■ **Text extract**
★ ★ ★ ★ ★

SPE Journal
Volume 12, Number 1, March 2007, pp. 19-34

Summary

In this paper, we construct approximate analytical solutions for the injection wellbore pressure at vertical and horizontal water injection wells using the Thompson- Reynolds steady-state theory. The solutions are based on adding to the single- phase solution, a two- phase term which represents the existence of the two-phase zone and the movement of the water front. We first present the solutions for an isotropic reservoir and then show that we can obtain the solution to an anisotropic problem by introducing a coordinate transformation to convert an anisotropic system to an equivalent isotropic system.

The analytical solutions provide insight into the behavior of injectivity tests at horizontal and vertical wells. For example, for a restricted-entry case, it is shown that the pressure derivative may be negative throughout an injection test even when the duration of the test exceeds ten or more days. We also show that for a well near a fault, the ratio of slopes reflected by derivative data will not in general be equal to two.

★ ★ ★ ★ ★

■ **Dataset**
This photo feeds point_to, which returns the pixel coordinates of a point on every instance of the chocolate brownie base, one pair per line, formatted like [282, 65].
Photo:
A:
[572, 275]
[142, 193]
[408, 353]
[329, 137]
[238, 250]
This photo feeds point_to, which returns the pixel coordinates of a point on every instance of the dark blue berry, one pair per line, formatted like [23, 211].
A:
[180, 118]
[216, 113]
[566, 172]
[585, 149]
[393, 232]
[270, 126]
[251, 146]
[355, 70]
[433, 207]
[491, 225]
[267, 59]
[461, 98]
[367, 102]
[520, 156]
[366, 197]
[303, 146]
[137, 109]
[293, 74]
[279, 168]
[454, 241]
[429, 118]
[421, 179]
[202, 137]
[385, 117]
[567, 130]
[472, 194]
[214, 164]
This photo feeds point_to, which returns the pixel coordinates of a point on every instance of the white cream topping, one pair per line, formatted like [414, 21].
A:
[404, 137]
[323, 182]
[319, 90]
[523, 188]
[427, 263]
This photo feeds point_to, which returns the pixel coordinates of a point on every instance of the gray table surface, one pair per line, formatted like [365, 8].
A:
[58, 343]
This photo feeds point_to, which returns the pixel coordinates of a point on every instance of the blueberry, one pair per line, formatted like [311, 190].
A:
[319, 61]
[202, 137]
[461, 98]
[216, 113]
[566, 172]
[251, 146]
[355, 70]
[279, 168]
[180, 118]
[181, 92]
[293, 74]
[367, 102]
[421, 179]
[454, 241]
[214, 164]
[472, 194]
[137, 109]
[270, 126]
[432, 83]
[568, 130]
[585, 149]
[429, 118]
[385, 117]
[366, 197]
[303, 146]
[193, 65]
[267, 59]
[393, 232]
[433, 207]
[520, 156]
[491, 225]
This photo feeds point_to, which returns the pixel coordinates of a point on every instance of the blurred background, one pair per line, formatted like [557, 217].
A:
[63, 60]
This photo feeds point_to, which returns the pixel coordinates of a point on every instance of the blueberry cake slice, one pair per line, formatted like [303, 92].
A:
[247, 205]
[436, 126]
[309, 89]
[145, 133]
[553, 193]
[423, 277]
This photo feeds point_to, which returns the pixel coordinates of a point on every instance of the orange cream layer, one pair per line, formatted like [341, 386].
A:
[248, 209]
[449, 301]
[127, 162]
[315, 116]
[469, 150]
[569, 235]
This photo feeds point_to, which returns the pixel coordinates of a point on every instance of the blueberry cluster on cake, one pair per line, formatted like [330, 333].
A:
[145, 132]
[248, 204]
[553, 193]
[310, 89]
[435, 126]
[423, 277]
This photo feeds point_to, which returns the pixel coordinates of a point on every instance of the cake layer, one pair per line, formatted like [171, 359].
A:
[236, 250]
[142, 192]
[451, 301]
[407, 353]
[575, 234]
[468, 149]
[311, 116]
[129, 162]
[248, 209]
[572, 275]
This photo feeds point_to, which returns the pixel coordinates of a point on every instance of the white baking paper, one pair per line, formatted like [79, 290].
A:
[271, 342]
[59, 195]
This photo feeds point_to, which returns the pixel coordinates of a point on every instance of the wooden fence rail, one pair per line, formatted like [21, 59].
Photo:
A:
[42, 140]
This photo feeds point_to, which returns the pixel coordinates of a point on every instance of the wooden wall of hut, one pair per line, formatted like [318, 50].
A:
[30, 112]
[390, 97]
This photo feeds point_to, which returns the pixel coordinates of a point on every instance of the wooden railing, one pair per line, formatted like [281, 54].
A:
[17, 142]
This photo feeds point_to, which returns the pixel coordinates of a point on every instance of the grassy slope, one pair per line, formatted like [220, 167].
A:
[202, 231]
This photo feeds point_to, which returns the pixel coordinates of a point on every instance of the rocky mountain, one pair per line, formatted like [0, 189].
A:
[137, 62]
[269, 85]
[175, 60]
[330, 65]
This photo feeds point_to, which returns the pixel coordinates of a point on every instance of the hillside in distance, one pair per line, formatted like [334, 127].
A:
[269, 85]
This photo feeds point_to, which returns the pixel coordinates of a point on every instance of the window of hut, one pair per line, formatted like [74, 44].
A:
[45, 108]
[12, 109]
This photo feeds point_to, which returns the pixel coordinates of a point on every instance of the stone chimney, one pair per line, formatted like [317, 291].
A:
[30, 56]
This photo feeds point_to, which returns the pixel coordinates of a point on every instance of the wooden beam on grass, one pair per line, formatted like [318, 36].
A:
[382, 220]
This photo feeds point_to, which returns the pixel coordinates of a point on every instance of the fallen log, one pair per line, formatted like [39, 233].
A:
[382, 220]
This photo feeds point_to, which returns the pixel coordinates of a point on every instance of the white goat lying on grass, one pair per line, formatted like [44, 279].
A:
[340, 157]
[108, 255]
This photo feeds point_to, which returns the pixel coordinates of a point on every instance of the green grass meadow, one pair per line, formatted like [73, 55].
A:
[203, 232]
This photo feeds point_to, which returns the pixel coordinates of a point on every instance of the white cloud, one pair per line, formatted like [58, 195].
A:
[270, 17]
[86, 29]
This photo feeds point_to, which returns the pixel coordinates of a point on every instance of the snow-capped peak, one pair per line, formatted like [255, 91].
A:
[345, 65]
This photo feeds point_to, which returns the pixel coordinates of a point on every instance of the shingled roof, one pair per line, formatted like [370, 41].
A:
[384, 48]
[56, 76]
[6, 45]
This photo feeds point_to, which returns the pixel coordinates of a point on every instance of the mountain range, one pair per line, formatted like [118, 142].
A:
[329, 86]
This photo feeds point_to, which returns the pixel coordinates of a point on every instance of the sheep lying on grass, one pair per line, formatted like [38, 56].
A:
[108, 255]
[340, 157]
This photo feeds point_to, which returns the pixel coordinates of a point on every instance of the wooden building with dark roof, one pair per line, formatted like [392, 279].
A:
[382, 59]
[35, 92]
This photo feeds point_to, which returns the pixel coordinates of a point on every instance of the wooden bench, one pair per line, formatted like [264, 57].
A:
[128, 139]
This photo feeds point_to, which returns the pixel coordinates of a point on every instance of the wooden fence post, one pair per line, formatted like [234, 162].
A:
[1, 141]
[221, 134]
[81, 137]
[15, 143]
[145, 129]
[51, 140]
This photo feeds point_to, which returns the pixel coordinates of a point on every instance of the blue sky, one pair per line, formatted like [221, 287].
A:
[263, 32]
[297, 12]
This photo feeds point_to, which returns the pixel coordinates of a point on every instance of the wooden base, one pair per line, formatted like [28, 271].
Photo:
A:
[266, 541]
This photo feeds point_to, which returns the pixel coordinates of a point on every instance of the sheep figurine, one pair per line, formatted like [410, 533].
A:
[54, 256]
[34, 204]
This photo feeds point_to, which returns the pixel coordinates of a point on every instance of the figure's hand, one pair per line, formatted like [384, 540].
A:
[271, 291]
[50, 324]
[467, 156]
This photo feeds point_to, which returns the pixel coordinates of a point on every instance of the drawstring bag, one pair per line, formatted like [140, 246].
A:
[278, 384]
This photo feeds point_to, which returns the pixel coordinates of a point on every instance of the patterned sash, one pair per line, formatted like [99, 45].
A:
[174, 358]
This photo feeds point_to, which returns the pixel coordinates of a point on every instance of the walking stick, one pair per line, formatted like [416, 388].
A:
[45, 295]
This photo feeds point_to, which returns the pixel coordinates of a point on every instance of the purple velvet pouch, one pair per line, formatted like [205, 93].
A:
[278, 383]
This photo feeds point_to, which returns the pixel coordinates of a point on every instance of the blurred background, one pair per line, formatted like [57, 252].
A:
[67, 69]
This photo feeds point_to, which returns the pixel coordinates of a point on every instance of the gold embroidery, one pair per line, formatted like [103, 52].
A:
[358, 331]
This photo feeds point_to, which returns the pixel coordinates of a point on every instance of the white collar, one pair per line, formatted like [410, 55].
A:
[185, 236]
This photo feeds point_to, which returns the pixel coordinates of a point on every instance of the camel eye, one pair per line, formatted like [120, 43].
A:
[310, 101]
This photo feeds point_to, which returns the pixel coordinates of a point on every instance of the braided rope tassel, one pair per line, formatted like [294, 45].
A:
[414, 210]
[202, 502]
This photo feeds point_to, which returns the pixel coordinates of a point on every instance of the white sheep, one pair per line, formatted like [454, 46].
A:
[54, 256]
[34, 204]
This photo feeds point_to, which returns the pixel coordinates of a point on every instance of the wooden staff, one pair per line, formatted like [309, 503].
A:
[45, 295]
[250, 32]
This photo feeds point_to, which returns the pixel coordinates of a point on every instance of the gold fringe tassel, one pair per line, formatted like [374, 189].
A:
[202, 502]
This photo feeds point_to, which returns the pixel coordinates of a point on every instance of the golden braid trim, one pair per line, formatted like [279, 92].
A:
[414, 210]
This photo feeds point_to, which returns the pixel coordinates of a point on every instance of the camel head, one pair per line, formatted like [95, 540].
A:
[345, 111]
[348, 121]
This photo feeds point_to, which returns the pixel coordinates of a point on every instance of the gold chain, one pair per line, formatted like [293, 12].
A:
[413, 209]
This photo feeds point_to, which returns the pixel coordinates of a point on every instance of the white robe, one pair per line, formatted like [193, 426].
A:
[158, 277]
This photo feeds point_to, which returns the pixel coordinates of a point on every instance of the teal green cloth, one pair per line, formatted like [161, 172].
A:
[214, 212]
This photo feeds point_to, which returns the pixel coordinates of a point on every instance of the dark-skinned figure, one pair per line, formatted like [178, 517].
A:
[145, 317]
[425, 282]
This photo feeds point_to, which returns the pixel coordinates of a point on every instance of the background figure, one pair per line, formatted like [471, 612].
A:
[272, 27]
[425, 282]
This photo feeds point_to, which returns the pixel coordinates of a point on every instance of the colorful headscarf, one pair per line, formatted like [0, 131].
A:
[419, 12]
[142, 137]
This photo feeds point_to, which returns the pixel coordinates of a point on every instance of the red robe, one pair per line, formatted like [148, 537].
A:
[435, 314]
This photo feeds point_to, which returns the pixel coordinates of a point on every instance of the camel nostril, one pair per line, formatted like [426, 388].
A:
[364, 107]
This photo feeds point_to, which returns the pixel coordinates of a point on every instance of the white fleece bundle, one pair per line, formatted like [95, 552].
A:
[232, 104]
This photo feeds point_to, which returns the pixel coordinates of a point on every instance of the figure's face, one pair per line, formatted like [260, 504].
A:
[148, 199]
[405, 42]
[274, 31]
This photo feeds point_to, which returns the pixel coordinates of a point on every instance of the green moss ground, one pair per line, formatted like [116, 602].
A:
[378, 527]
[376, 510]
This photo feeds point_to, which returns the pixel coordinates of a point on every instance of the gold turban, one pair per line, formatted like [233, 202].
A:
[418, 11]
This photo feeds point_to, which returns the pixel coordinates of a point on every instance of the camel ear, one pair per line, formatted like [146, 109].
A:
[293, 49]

★ ★ ★ ★ ★

■ **Written problem 1**
In the abstract on injection wellbore pressure, how do the authors get a solution for an anisotropic reservoir? Answer in one to three sentences.
■ **Written problem 2**
According to the abstract on injection wellbore pressure, which theory are the approximate analytical solutions built on?
■ **Written problem 3**
Continue the abstract on injection wellbore pressure at water injection wells from the point where it stops.

■ **Exercise answer 1**
They first build the solutions for an isotropic reservoir. They then apply a coordinate transformation that turns the anisotropic system into an equivalent isotropic one, so the isotropic solution can be used.

■ **Exercise answer 2**
The Thompson-Reynolds steady-state theory.

■ **Exercise answer 3**
Introduction

We consider water injection at a constant rate through a vertical or horizontal well into a homogeneous oil reservoir above bubblepoint pressure. We provide approximate analytical solutions for the injection pressure change at the injection well under isothermal conditions. Wellbore storage effects are not considered.

In past work (Peres and Reynolds 2003), we have used a steady-state theory to derive solutions for the pressure response at a water injection well. In the vertical well case, the solution assumed a complete-penetration well; in the horizontal well case, it assumed that the well is equidistant from the top and bottom of the formation and that the formation is isotropic kz = k. Here, we construct approximate analytical pressure solution for the restricted-entry vertical well case for k = kz and for a horizontal well for the case where the well's axis is not equidistant from the top and bottom boundaries and the permeability field is anisotropic. The solutions are based on adding to the single-phase solution, a two- phase term which represents the existence of the two- phase zone and the movement of the water front. We present models for the movement of water based on a combination of Buckley-Leverett equations that allow us to accurately approximate the two-phase flow component of the analytical solution. The accuracy of results generated from approximate solutions are checked by comparing them to solutions generated from a black-oil simulator (IMEX 2000).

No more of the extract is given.